▶ _Activity_
Every line from the one bearing "box: [3, 0, 14, 44]" through the last line of the entries should be printed exactly, with no other output.

Stored data entries
- Opening Delimiter -

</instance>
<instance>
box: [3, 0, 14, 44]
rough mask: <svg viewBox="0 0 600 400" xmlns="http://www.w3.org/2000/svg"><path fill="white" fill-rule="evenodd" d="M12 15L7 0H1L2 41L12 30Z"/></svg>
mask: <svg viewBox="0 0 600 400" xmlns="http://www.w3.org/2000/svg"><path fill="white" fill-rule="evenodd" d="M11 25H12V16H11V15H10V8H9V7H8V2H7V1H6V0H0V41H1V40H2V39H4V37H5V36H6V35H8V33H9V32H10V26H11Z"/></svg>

- Closing Delimiter -

▶ _Solved problem_
box: [3, 0, 14, 44]
rough mask: <svg viewBox="0 0 600 400" xmlns="http://www.w3.org/2000/svg"><path fill="white" fill-rule="evenodd" d="M12 15L7 0H1L2 41L12 30Z"/></svg>
mask: <svg viewBox="0 0 600 400" xmlns="http://www.w3.org/2000/svg"><path fill="white" fill-rule="evenodd" d="M11 25H12V16H11V15H10V8H9V7H8V2H7V1H6V0H0V41H1V40H2V39H4V37H5V36H6V35H8V33H9V32H10V26H11Z"/></svg>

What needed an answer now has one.